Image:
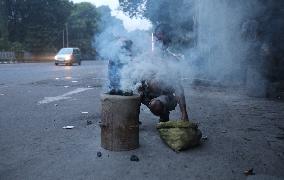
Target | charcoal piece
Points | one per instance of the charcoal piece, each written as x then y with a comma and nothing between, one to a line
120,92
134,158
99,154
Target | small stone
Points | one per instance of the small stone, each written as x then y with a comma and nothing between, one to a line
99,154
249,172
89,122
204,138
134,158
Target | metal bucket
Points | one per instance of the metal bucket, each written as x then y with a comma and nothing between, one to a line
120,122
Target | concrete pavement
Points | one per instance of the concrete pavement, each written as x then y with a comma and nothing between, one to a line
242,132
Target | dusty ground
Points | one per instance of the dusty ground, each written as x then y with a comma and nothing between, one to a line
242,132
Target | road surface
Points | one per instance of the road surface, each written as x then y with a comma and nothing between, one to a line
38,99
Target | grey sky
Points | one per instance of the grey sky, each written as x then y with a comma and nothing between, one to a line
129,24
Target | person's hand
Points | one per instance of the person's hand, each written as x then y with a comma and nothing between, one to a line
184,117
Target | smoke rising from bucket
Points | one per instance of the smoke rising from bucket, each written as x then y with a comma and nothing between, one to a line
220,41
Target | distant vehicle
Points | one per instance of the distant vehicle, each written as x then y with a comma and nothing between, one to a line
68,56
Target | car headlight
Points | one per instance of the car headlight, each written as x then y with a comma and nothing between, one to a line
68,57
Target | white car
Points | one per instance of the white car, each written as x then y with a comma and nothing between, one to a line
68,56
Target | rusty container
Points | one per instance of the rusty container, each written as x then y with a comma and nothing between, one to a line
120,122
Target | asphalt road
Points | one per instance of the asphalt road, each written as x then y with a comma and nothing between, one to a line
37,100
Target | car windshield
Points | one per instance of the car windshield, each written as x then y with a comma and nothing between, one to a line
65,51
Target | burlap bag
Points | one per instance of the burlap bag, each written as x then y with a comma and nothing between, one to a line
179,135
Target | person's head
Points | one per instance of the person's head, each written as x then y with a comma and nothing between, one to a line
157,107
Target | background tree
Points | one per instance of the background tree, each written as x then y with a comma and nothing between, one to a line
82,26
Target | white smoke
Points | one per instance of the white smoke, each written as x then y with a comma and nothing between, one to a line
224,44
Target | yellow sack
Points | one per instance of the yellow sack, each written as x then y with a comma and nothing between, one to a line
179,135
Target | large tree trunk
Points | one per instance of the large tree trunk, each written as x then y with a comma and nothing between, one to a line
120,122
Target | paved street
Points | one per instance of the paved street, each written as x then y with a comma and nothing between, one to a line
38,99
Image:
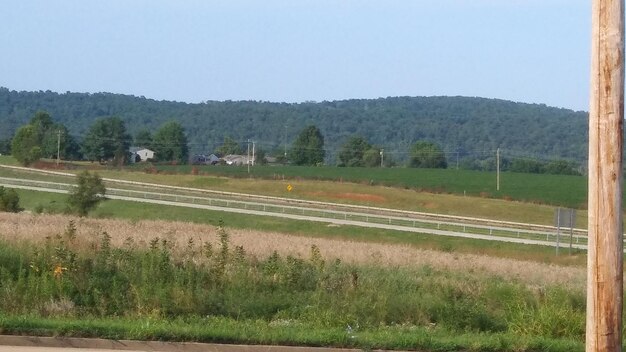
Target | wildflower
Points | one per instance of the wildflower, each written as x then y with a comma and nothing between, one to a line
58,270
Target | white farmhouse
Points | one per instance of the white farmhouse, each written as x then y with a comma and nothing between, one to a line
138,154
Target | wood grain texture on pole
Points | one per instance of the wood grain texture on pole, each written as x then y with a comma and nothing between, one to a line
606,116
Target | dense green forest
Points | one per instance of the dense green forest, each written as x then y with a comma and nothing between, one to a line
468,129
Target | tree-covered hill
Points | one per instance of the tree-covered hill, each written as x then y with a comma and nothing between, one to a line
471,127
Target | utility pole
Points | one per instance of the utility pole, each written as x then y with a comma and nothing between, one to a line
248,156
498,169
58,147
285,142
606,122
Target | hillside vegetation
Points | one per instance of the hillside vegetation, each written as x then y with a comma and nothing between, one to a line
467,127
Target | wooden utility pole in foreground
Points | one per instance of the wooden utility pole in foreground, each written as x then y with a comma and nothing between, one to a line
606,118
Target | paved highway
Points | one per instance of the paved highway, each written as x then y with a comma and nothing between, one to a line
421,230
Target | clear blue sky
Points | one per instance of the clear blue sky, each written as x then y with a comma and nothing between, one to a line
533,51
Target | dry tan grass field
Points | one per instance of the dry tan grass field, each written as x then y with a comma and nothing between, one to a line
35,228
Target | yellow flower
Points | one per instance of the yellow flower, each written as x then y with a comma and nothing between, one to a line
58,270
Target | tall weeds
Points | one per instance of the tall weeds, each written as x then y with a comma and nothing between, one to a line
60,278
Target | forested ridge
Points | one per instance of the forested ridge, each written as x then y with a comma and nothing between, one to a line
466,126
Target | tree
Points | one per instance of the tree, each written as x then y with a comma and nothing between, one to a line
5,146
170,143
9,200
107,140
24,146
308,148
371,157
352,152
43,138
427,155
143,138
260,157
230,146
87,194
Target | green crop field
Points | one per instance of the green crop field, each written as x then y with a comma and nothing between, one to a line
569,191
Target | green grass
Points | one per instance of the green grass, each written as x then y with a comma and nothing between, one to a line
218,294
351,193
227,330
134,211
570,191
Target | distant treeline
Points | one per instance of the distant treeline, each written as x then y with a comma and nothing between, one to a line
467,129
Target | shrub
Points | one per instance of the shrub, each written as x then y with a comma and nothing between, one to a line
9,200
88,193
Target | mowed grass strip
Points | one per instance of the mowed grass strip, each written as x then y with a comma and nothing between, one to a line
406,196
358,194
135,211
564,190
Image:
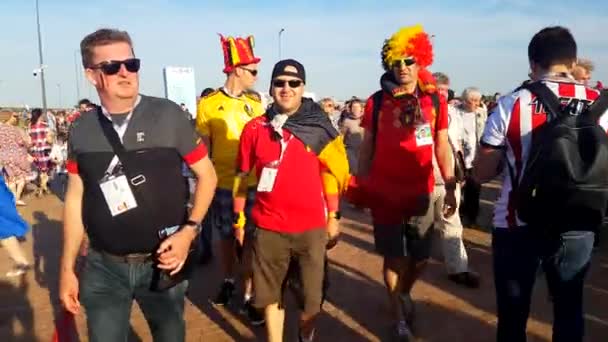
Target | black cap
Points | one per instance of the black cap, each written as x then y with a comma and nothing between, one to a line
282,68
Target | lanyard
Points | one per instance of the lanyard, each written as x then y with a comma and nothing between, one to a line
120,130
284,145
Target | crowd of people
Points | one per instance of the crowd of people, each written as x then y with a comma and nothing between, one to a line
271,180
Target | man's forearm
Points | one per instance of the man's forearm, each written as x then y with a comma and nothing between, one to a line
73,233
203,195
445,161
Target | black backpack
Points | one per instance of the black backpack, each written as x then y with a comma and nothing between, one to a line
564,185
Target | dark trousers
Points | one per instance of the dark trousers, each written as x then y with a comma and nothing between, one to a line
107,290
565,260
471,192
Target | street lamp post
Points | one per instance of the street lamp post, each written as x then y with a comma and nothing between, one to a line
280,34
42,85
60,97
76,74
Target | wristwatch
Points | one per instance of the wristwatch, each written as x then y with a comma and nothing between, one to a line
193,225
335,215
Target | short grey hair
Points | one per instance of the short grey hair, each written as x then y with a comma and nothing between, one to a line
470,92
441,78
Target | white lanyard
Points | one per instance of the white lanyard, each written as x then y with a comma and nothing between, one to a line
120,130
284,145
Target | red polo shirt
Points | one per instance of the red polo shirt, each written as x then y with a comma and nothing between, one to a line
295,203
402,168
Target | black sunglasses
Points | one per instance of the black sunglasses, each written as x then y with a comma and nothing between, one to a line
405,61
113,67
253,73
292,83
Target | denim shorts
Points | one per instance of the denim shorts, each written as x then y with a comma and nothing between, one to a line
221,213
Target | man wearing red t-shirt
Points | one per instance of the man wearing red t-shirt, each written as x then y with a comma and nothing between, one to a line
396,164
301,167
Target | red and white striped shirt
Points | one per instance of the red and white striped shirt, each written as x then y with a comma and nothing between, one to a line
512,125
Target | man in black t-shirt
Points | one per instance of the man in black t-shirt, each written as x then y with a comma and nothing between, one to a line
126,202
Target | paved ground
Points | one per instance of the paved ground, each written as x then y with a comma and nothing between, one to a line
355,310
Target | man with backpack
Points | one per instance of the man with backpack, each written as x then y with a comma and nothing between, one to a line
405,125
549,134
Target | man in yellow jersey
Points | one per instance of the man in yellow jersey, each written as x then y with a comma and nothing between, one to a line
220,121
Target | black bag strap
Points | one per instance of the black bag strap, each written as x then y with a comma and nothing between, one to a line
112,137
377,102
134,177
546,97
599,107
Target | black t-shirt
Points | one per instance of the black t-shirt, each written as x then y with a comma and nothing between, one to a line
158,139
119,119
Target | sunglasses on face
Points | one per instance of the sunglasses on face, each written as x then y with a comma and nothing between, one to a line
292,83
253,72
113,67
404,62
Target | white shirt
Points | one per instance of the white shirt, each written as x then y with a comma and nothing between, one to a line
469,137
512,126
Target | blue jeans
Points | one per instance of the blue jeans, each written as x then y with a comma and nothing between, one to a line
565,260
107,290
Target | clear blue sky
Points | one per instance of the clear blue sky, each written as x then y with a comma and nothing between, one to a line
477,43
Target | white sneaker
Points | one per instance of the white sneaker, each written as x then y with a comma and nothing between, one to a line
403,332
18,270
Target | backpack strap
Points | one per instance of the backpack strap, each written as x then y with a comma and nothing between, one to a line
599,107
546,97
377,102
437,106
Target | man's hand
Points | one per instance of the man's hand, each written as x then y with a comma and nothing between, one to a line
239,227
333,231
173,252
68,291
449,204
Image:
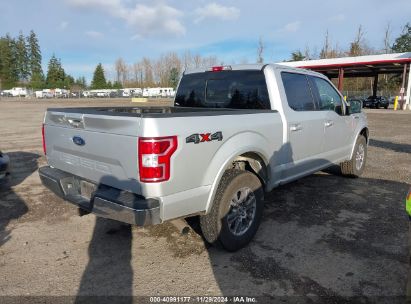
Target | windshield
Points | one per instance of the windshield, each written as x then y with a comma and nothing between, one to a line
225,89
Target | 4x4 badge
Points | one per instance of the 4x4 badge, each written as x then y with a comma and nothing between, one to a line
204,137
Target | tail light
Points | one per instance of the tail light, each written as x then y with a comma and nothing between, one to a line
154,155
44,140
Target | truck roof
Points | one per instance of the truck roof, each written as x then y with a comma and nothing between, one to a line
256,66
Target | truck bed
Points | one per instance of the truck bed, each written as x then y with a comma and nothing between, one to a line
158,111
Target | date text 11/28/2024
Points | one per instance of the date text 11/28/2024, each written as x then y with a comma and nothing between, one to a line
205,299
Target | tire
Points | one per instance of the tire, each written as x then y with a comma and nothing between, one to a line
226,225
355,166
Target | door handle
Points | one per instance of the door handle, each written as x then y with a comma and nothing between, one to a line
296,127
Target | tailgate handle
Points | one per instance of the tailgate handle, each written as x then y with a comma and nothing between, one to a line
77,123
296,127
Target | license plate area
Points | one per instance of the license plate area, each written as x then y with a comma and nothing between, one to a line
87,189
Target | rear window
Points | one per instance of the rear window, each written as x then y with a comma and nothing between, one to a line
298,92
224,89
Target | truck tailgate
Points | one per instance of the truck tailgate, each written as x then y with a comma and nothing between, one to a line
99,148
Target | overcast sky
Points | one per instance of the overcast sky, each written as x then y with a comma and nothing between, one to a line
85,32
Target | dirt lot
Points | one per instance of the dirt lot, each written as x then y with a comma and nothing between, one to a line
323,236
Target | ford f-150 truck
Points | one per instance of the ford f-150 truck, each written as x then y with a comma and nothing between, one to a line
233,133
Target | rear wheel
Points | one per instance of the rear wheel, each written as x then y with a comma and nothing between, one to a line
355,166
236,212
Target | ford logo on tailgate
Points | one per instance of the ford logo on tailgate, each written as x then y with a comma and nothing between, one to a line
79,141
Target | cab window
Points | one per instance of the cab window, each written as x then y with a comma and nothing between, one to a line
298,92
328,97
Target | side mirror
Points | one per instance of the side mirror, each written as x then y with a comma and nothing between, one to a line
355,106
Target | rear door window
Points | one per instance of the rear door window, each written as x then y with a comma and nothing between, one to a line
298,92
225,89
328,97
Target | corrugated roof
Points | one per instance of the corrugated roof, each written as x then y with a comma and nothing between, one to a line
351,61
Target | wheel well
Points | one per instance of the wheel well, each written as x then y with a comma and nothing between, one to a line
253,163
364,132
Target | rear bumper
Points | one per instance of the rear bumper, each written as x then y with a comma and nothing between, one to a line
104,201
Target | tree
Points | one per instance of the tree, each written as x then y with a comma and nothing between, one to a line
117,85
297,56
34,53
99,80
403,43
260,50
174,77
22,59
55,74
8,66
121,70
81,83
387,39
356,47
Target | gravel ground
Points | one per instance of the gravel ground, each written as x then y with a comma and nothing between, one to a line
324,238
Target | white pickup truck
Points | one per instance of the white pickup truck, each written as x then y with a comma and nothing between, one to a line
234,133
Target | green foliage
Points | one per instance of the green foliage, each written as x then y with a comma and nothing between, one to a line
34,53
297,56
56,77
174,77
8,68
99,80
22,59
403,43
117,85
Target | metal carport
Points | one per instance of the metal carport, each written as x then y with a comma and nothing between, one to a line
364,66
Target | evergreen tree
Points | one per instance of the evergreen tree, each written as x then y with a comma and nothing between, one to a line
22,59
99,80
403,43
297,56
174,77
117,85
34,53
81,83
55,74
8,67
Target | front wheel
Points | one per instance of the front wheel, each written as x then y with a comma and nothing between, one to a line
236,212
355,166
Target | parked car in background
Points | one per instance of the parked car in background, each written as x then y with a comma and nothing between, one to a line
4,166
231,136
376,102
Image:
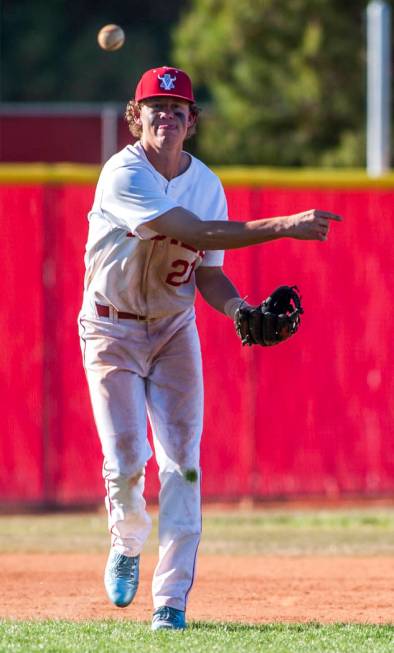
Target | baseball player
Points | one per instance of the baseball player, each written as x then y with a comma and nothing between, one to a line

------------------------------------------------

> **The problem**:
What is the number of lines in the preceding entries that hold the string "player"? Give it alone.

> **Solution to this problem**:
2